Exercise: Pull out every line below word for word, and leave the pictures out of your answer.

:: Extracted records ::

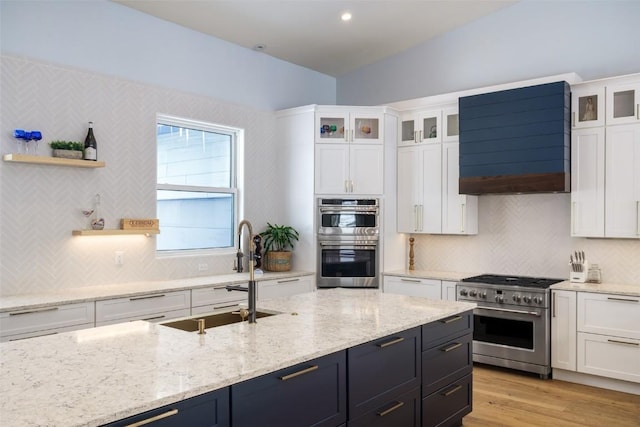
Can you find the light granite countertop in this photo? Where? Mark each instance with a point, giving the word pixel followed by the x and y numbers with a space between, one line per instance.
pixel 453 276
pixel 98 375
pixel 129 289
pixel 603 288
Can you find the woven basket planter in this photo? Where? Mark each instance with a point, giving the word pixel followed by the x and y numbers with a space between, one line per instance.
pixel 278 261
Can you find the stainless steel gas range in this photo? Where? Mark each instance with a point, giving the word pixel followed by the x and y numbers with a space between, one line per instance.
pixel 512 320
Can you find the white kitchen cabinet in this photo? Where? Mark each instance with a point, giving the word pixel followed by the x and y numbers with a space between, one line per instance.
pixel 152 307
pixel 563 329
pixel 422 126
pixel 622 178
pixel 419 203
pixel 587 182
pixel 623 103
pixel 459 211
pixel 285 287
pixel 34 322
pixel 349 124
pixel 347 168
pixel 587 106
pixel 608 328
pixel 412 286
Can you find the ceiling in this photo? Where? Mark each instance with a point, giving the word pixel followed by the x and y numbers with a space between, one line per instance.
pixel 310 33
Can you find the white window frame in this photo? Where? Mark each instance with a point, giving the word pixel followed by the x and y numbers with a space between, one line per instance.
pixel 163 119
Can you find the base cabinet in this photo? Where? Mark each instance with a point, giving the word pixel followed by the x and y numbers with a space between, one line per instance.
pixel 309 394
pixel 208 410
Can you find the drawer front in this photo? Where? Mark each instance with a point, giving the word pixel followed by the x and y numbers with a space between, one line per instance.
pixel 607 356
pixel 120 309
pixel 38 319
pixel 382 369
pixel 440 331
pixel 607 314
pixel 311 393
pixel 215 296
pixel 207 410
pixel 448 404
pixel 45 332
pixel 446 362
pixel 404 410
pixel 150 317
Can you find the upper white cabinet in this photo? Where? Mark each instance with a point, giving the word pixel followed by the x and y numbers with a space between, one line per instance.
pixel 347 124
pixel 349 152
pixel 428 194
pixel 420 127
pixel 605 160
pixel 587 104
pixel 623 103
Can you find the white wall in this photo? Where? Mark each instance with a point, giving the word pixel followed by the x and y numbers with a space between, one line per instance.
pixel 110 38
pixel 530 39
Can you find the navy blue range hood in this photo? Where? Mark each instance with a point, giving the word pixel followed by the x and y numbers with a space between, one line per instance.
pixel 516 140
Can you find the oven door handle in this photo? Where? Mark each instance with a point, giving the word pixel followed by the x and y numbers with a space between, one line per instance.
pixel 507 310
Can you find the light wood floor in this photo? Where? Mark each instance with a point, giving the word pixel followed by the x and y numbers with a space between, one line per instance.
pixel 504 397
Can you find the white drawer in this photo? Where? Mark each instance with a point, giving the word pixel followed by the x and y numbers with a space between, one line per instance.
pixel 607 356
pixel 18 337
pixel 150 317
pixel 141 307
pixel 215 296
pixel 44 318
pixel 607 314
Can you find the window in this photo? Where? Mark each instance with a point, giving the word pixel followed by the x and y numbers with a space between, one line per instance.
pixel 196 187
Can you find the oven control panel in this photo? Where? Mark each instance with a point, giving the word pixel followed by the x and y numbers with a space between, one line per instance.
pixel 496 295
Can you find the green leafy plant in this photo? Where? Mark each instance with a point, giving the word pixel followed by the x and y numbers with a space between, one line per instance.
pixel 277 238
pixel 66 145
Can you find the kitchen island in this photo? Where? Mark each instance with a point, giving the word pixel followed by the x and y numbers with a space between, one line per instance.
pixel 99 375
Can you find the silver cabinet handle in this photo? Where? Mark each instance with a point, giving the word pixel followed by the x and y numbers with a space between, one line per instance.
pixel 154 419
pixel 37 310
pixel 297 374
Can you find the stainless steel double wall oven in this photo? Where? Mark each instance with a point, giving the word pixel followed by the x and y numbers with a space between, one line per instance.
pixel 348 250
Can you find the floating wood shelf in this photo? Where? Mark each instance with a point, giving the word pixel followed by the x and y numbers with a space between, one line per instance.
pixel 114 232
pixel 54 161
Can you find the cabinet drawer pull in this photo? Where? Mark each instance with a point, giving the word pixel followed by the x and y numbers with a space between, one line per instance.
pixel 154 419
pixel 451 347
pixel 297 374
pixel 623 342
pixel 392 342
pixel 37 310
pixel 288 280
pixel 397 405
pixel 453 390
pixel 451 319
pixel 146 297
pixel 622 299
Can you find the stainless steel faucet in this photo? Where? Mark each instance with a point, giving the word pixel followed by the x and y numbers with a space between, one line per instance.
pixel 252 283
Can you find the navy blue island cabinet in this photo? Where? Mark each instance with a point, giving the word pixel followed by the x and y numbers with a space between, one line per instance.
pixel 416 377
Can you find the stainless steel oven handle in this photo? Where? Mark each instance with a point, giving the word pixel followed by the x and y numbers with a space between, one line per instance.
pixel 507 310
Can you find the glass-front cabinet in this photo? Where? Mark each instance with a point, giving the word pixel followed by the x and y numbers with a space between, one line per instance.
pixel 341 125
pixel 623 104
pixel 420 127
pixel 587 104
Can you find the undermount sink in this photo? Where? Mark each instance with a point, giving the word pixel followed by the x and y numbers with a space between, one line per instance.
pixel 190 324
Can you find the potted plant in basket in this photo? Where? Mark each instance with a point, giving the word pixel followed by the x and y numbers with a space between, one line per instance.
pixel 276 240
pixel 67 149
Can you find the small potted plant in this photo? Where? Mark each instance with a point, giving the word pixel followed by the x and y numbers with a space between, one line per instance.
pixel 278 242
pixel 67 149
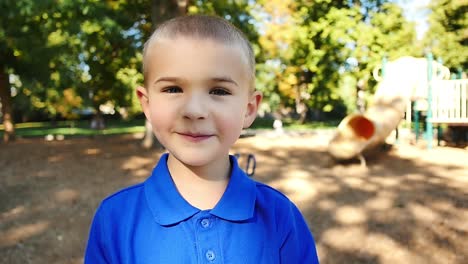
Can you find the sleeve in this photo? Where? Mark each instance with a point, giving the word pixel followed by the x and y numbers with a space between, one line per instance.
pixel 298 245
pixel 95 249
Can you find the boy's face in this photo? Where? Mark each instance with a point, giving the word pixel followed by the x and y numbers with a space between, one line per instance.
pixel 198 97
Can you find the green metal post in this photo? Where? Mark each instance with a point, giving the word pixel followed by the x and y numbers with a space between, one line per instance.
pixel 429 132
pixel 415 120
pixel 384 64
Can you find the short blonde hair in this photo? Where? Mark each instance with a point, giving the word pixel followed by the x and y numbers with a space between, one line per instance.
pixel 203 26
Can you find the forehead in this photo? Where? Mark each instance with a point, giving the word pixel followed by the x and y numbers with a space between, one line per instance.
pixel 191 55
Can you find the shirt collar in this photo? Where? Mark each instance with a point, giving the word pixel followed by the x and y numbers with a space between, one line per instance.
pixel 169 207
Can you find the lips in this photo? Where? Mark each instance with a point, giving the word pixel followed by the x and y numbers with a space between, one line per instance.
pixel 195 137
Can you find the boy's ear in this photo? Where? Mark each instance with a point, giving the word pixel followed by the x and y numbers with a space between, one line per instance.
pixel 142 95
pixel 252 107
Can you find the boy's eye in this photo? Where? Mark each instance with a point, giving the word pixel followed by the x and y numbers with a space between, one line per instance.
pixel 219 91
pixel 172 89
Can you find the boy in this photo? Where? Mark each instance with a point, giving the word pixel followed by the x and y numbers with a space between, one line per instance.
pixel 198 206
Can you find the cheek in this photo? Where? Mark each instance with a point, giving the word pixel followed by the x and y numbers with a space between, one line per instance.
pixel 160 115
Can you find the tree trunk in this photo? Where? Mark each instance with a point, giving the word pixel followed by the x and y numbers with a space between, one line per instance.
pixel 7 111
pixel 160 12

:::

Complete response:
Can you find the light granite countertop in this photo? Where? Mark each instance with a point, giving the word pixel followed by the x and y numbers with a space between, one line per instance.
pixel 453 276
pixel 98 375
pixel 129 289
pixel 603 288
Can you find the woven basket planter in this photo? Where? Mark each instance with a point, giving the word pixel followed by the x and y numbers with a space between, one line per instance.
pixel 278 261
Can you find the stainless steel gas range in this photo? Where? Mark each instance with a point, giving the word pixel followed by the x and y numbers with a space between, one line per instance.
pixel 512 320
Can you find the white kitchen cabinet in this photo? Where? Mark each instance with a point, giving the word pixel followed by the x and y numbers with a space between, one line per instance.
pixel 152 307
pixel 563 329
pixel 422 126
pixel 622 178
pixel 419 203
pixel 587 182
pixel 623 103
pixel 459 211
pixel 285 287
pixel 34 322
pixel 349 124
pixel 347 168
pixel 587 106
pixel 608 328
pixel 412 286
Can you find the ceiling in this photo? Where? Mark each instance with a point, giving the word pixel followed by the x and y numbers with a space between, one line per instance.
pixel 310 33
Can you find the white window frame in this photo? Where? Mark each instance with a point, giving the word pixel followed by the x and y numbers with a space between, one line per instance.
pixel 163 119
Can you find the base cabinet in this photo? Where? Mark each instance with a point, giving the word pixel followed by the x and y numbers with a space between, one line per instance.
pixel 309 394
pixel 208 410
Can you find the drawer front in this photo? Where? Mark each instance with a point, giving the word pixel followed by the x and y numbers with a space between, one line per instance.
pixel 607 356
pixel 120 309
pixel 38 319
pixel 382 369
pixel 440 331
pixel 607 314
pixel 311 393
pixel 215 296
pixel 207 410
pixel 448 404
pixel 45 332
pixel 446 362
pixel 404 410
pixel 150 317
Can you find the upper white cabinet in this photo? Where? Mark each instance with a point, giving the word pixel followed by the x and y numbers with a space between, one line per instance.
pixel 347 124
pixel 349 152
pixel 428 194
pixel 420 127
pixel 605 160
pixel 587 104
pixel 623 103
Can you find the white wall in this photo? Where? Mark each instance with a point, giving the word pixel followed by the x and y numbers with a space between, one line per instance.
pixel 110 38
pixel 530 39
Can you find the navy blue range hood in this photo? Where? Mark each instance with a point, giving the word pixel followed by the x and y numbers with a space between, one line per instance.
pixel 516 140
Can you find the oven door handle in this photo? Where? Mark each instance with a point, giving the word pixel followed by the x and y numbers with a space between, one line per instance.
pixel 507 310
Can you find the light wood floor in this photo? Where? Mark each instance with a point, giving the word pixel followed by the x and y numbers with a space between, one line per instance.
pixel 504 397
Can you find the white drawer in this photo? Where? Mark each instance with a point, giving the word pixel followed by the x and y numbers with a space between, one line per instance.
pixel 607 356
pixel 18 337
pixel 150 317
pixel 141 307
pixel 215 296
pixel 44 318
pixel 607 314
Can you find the window in this photo? Where? Mark each instance with a point, giving the word pixel followed by the x and y numbers with a space between, one line per instance.
pixel 196 187
Can you find the oven control panel in this photo? Where? Mark each instance with a point, giving the word pixel followed by the x and y numbers with a space between, one line per instance.
pixel 496 295
Can you find the green leafy plant in this photo? Where? Mark each instance with a point, giving the word pixel followed by the x and y numbers with a space between, one line per instance.
pixel 277 238
pixel 66 145
Can you find the kitchen island in this photo? Where? Mark each instance with a point, giving the word pixel followed by the x and y numbers with a space between, one line per instance.
pixel 99 375
Can you find the silver cabinet handle in this photo? Where? Mark each instance with a point, giving the word pixel followed by the x and y numbers with a space between, one line per instance.
pixel 154 419
pixel 37 310
pixel 297 374
Can you find the stainless steel double wall oven in this photo? Where? Mark each instance with a point, giving the word pixel followed by the x and y numbers with a space between, one line per instance.
pixel 348 250
Can you find the floating wood shelf in this photo? Where? Mark each instance with a point, giving the word pixel followed by the x and y numbers with a space between, one line per instance.
pixel 114 232
pixel 54 161
Can you find the cabinet drawer pull in this photo? Where? Mark each instance with a point, giving the word pixel followed by the x and y numbers with a space between, one line per instance.
pixel 154 419
pixel 451 347
pixel 297 374
pixel 623 342
pixel 392 342
pixel 37 310
pixel 288 280
pixel 397 405
pixel 453 390
pixel 451 319
pixel 146 297
pixel 622 299
Can you find the stainless steel faucet in this photo? Where? Mark each instance with a point, giving the word pixel followed by the x and y numbers with a space between, one line per instance.
pixel 252 283
Can you find the navy blue island cabinet in this photo? Where? Mark each instance with a point, giving the word pixel followed by the x and y numbers with a space between, one line per instance.
pixel 416 377
Can you find the stainless steel oven handle in this photo? Where? Mark each instance with a point, giving the word pixel followed by the x and y numbers with a space between, one line per instance.
pixel 507 310
Can you find the glass-front cabinet in this photo? Where? Mark each instance with a point, giving the word pixel followed by the x and y numbers with a space between, one line per instance.
pixel 341 125
pixel 623 104
pixel 420 127
pixel 587 104
Can you find the undermount sink in this photo? Where? Mark each instance with a point, giving the word pixel followed by the x and y numbers with a space between, one line per instance.
pixel 190 324
Can you find the potted plant in basket in this photo? Where? Mark each instance with a point, giving the word pixel followed by the x and y numbers with a space between, one line per instance.
pixel 276 240
pixel 67 149
Can you find the small potted plant in this photo? Where? Mark each instance with a point, giving the word pixel followed by the x and y numbers with a space between, one line per instance.
pixel 278 242
pixel 67 149
Can you find the sleeve in this photo? Where? Mark each instance with a point, giving the word pixel followed by the x and y numbers with a space between, one line per instance.
pixel 298 245
pixel 95 249
Can you find the boy's face in this photo? Where? Mark each instance with a point, giving the word pixel followed by the x and y numbers with a space between, one line per instance.
pixel 198 97
Can you find the green metal post in this photo? Where? Mark each instance with a point, giving the word pixel followed by the x and y numbers with a space between, one line per instance.
pixel 429 132
pixel 415 120
pixel 384 64
Can you find the short blonde hair in this photo? Where? Mark each instance with a point, giving the word pixel followed by the x and y numbers with a space between, one line per instance.
pixel 203 26
Can you find the forehead in this photo? Where? Mark each instance with a point, giving the word pixel followed by the x and y numbers with a space between, one line per instance.
pixel 191 55
Can you find the shirt collar in this photo? Where? Mark each instance with a point, giving the word pixel followed by the x and y numbers with a space between, one line per instance.
pixel 169 207
Can you find the lips in this photo? Where? Mark each instance with a point, giving the word pixel followed by the x and y numbers with a space between, one line per instance.
pixel 195 137
Can you find the boy's ear in this photo? Where? Mark each instance with a point, giving the word pixel followed by the x and y numbers with a space between, one line per instance.
pixel 142 95
pixel 252 107
Can you find the boy's eye in this photo? Where? Mark each instance with a point, giving the word pixel followed by the x and y numbers with a space between, one line per instance.
pixel 219 91
pixel 172 89
Can you find the boy in this photo? Where? Mark each instance with a point, giving the word pixel followed by the x and y numbers with a space between, one line per instance.
pixel 198 206
Can you find the cheek in this photo? Where? Mark each instance with a point, giving the word pixel followed by the x and y numbers with a space between, one line per instance.
pixel 160 115
Can you find the tree trunk in this photo? Where? Mark each instance with a point, giving the word pixel followed by the x and y numbers with a space between, one line per instance.
pixel 7 111
pixel 160 12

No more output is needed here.